Reproduce the passage of the remembrance of the mother, starting at "While my Grandma" and ending at "the same time.".

[DOCUMENT EXCERPT]

While my Grandma Clinger influenced my life, prayed for me daily, and guided me in God’s calling on my life, I have come to the realization the deep impact and imprint my mom has made on my life and my Christian faith. I continue to learn from her daily even though today, October 14th, is the Anniversary of her death and going to heaven thirteen years ago – October 14, 2006.
I remember the details of that day vividly, watching her take the journey to heaven. We gathered as a family in her room in the Nursing facility sharing stories and memories, laughing and crying together. Our mom gave us life and was the glue that held our family together, and we were feeling the turmoil of letting go and wanting to hold on at the same time.
The eight Sundays prior to my mom’s passing, my husband, Dave and I spent the day with my mom in this nursing facility. Her breast cancer had returned in her bones and treatment was no longer effective. My mom was positive and remained strong in her faith during this time ministering to each person who walked through her door. In these Sunday moments, my mom and I worshipped, prayed, shared scriptures, and deep conversation. I would push her in the wheelchair outside in God’s creation and the holy moments in nature warmed my heart and drew me closer to our Heavenly Father through my mom’s spirit.

[/DOCUMENT EXCERPT]
[ENTRIES SHOWN]

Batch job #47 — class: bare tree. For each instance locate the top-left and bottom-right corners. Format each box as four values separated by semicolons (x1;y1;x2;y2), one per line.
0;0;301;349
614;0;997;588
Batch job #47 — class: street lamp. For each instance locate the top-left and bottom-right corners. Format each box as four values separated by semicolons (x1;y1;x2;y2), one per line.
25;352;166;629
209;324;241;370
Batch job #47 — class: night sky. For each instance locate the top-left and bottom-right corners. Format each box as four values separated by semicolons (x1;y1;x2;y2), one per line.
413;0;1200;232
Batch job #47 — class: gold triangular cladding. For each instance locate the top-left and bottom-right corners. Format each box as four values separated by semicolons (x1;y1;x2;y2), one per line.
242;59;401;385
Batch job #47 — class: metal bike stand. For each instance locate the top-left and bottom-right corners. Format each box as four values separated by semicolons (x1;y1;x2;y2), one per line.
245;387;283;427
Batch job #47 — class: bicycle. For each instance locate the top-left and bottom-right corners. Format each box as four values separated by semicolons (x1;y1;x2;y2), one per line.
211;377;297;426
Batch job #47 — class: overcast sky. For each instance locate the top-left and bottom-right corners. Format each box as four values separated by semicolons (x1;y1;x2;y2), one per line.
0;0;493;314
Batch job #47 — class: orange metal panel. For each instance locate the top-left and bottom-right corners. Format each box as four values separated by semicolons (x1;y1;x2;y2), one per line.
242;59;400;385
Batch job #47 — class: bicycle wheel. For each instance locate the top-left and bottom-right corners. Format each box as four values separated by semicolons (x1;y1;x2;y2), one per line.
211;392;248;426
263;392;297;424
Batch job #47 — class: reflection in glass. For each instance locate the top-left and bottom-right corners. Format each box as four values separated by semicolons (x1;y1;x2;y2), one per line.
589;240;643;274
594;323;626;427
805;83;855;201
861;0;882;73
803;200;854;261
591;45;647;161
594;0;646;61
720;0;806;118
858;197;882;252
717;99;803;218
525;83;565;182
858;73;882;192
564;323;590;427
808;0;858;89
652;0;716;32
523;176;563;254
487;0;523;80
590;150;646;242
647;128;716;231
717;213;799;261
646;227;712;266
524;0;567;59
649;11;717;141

[/ENTRIES SHOWN]

> _TASK RESPONSE_:
While my Grandma Clinger influenced my life, prayed for me daily, and guided me in God’s calling on my life, I have come to the realization the deep impact and imprint my mom has made on my life and my Christian faith. I continue to learn from her daily even though today, October 14th, is the Anniversary of her death and going to heaven thirteen years ago – October 14, 2006.
I remember the details of that day vividly, watching her take the journey to heaven. We gathered as a family in her room in the Nursing facility sharing stories and memories, laughing and crying together. Our mom gave us life and was the glue that held our family together, and we were feeling the turmoil of letting go and wanting to hold on at the same time.